──────── Raw data ────────
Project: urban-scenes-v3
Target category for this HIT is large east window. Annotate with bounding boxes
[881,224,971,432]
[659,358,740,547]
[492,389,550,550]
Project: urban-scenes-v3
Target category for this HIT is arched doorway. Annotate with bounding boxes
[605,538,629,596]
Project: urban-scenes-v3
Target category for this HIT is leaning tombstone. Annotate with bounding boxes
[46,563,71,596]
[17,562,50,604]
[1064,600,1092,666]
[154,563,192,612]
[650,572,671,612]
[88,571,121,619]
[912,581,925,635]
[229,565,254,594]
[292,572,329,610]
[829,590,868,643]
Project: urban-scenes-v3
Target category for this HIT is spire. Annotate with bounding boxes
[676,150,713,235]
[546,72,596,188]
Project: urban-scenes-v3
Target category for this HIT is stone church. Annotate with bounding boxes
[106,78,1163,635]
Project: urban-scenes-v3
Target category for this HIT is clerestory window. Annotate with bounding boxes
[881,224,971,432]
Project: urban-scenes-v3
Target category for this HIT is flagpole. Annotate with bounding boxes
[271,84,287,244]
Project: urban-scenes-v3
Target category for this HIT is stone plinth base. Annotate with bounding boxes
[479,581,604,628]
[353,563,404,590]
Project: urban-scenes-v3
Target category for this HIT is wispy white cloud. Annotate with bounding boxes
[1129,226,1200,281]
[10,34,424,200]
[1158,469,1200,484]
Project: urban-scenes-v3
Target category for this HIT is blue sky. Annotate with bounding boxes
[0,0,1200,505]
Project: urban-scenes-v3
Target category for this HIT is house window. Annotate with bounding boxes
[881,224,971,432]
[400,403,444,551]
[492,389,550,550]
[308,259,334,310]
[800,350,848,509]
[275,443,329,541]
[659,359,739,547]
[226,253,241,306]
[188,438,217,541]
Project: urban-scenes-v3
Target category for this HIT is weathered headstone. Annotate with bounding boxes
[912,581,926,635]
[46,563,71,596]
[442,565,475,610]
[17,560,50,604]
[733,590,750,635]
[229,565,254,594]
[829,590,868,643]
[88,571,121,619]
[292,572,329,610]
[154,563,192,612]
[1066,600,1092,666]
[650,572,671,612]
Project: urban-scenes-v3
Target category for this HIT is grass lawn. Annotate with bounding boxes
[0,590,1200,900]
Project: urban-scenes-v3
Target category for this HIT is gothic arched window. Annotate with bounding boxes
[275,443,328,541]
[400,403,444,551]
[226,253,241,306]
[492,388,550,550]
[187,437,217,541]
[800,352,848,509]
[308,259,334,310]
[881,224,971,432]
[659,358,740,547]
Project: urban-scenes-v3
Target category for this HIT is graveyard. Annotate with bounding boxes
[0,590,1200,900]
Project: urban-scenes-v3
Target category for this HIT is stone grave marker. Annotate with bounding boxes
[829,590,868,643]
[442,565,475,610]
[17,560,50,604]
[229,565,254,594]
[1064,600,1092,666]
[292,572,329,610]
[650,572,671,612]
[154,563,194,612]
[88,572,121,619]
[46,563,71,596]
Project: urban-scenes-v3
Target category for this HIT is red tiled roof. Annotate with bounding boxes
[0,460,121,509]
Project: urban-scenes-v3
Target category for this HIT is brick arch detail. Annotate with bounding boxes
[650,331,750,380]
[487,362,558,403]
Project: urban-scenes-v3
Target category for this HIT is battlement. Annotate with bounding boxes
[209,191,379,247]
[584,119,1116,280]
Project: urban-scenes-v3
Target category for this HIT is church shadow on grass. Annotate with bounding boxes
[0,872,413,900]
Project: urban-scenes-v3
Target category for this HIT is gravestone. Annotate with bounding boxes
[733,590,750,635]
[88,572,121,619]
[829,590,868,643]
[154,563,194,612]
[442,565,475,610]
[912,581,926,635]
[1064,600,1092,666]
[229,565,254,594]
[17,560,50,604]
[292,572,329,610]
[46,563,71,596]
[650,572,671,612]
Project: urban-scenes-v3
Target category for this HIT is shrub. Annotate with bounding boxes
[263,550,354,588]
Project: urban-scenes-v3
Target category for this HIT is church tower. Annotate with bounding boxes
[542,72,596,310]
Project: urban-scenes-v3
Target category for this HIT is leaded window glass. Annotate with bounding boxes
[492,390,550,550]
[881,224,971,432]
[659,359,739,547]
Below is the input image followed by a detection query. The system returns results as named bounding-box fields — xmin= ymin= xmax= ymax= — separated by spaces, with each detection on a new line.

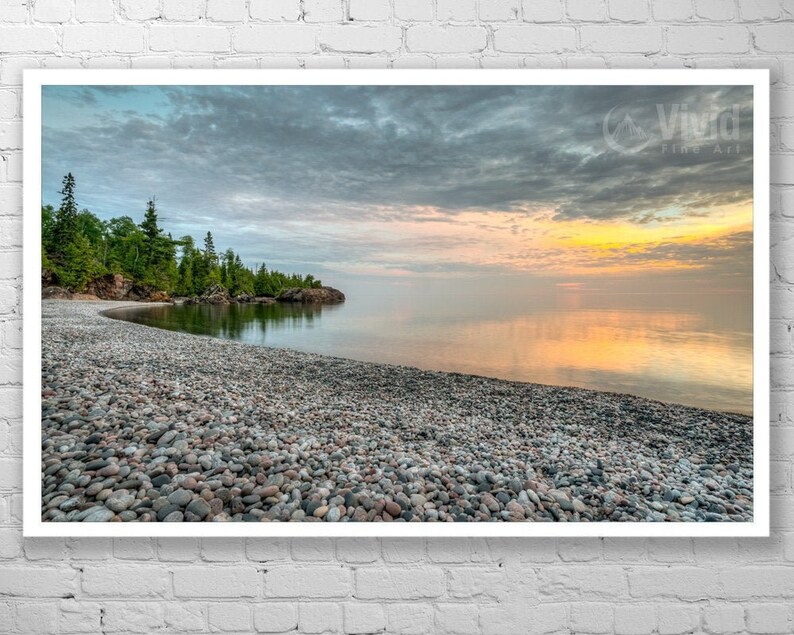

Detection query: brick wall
xmin=0 ymin=0 xmax=794 ymax=635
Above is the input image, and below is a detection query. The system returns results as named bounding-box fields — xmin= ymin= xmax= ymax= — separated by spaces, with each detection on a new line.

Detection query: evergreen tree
xmin=53 ymin=172 xmax=77 ymax=255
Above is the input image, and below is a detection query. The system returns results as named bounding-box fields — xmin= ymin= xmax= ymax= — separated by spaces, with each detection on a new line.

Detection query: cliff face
xmin=276 ymin=287 xmax=345 ymax=304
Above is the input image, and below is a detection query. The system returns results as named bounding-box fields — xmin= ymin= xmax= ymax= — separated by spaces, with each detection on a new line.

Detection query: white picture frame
xmin=23 ymin=70 xmax=770 ymax=538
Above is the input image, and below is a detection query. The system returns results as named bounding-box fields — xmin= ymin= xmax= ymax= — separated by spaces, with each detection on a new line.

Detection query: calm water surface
xmin=114 ymin=287 xmax=752 ymax=414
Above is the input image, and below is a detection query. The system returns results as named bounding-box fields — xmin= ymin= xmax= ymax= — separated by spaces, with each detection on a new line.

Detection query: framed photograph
xmin=24 ymin=69 xmax=769 ymax=537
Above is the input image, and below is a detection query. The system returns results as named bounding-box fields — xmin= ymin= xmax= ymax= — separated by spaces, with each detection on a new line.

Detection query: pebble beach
xmin=41 ymin=300 xmax=753 ymax=522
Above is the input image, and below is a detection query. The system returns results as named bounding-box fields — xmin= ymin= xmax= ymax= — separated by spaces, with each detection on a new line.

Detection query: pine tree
xmin=204 ymin=232 xmax=218 ymax=266
xmin=53 ymin=172 xmax=77 ymax=255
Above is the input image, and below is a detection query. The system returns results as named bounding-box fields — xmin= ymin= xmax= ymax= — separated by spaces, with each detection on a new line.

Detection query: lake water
xmin=108 ymin=285 xmax=752 ymax=414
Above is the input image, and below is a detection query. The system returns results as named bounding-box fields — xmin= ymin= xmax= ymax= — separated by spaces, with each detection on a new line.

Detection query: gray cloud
xmin=43 ymin=86 xmax=752 ymax=274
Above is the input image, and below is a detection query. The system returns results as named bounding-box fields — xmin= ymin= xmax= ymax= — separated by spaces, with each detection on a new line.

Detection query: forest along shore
xmin=42 ymin=301 xmax=753 ymax=522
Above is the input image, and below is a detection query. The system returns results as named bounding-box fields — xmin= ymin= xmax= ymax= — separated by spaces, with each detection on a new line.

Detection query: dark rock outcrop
xmin=41 ymin=270 xmax=171 ymax=302
xmin=276 ymin=287 xmax=345 ymax=304
xmin=185 ymin=284 xmax=234 ymax=304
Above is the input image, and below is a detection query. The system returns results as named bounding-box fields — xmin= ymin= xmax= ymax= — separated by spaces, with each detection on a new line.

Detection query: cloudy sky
xmin=42 ymin=86 xmax=752 ymax=288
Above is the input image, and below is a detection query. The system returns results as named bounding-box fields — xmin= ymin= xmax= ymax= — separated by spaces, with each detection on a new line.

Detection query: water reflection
xmin=110 ymin=302 xmax=336 ymax=345
xmin=108 ymin=290 xmax=752 ymax=414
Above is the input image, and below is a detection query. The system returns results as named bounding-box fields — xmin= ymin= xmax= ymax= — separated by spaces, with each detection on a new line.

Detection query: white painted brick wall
xmin=0 ymin=0 xmax=794 ymax=635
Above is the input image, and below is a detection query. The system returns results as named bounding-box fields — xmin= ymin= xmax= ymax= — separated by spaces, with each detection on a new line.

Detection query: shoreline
xmin=42 ymin=300 xmax=753 ymax=522
xmin=100 ymin=299 xmax=753 ymax=420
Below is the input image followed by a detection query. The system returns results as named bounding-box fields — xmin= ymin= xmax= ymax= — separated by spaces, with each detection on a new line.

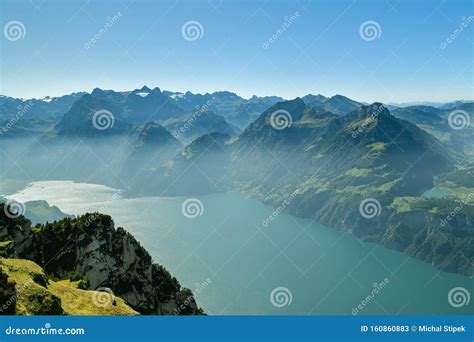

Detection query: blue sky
xmin=0 ymin=0 xmax=474 ymax=102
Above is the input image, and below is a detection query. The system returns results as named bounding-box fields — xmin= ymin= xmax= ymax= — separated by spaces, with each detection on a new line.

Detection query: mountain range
xmin=0 ymin=87 xmax=474 ymax=275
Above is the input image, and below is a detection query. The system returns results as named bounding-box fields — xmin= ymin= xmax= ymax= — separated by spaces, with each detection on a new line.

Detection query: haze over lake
xmin=7 ymin=181 xmax=473 ymax=315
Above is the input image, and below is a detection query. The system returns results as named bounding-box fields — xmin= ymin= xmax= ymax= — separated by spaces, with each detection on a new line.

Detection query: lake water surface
xmin=4 ymin=181 xmax=473 ymax=315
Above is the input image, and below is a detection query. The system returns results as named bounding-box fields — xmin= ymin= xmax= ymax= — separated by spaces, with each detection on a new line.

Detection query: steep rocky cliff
xmin=0 ymin=204 xmax=202 ymax=315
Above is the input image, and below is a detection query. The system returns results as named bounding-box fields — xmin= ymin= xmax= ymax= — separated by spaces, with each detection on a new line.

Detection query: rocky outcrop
xmin=0 ymin=205 xmax=202 ymax=315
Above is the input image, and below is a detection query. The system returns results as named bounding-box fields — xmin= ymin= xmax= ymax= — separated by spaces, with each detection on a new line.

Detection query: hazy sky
xmin=0 ymin=0 xmax=474 ymax=102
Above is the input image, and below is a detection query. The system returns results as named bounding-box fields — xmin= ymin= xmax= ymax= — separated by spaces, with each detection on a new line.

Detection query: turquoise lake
xmin=4 ymin=181 xmax=474 ymax=315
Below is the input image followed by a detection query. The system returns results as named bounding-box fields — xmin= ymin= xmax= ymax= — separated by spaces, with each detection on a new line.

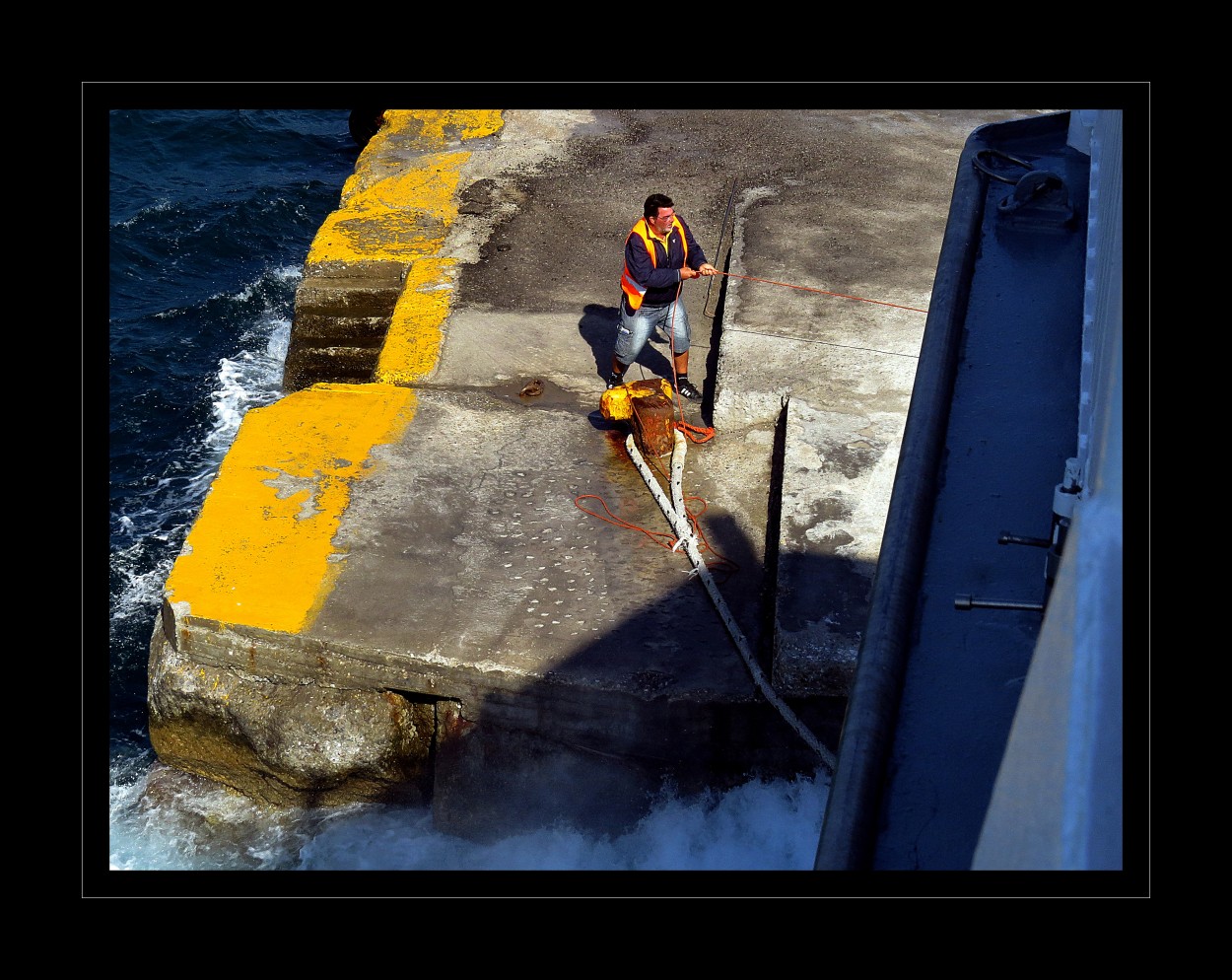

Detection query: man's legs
xmin=612 ymin=302 xmax=664 ymax=375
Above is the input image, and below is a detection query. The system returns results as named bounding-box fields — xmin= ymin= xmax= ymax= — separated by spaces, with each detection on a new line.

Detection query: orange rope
xmin=573 ymin=490 xmax=739 ymax=585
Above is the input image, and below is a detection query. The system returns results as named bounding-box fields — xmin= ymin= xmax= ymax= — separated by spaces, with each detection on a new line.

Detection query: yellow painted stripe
xmin=166 ymin=109 xmax=504 ymax=632
xmin=166 ymin=385 xmax=415 ymax=632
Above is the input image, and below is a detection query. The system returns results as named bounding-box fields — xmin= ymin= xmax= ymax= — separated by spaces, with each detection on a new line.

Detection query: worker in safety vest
xmin=607 ymin=193 xmax=719 ymax=400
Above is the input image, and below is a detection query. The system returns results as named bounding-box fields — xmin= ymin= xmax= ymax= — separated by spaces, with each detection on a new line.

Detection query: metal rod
────────
How many lines in the data above contain the word "lake", matching case exactly? Give only the number.

* **Result of this exercise**
4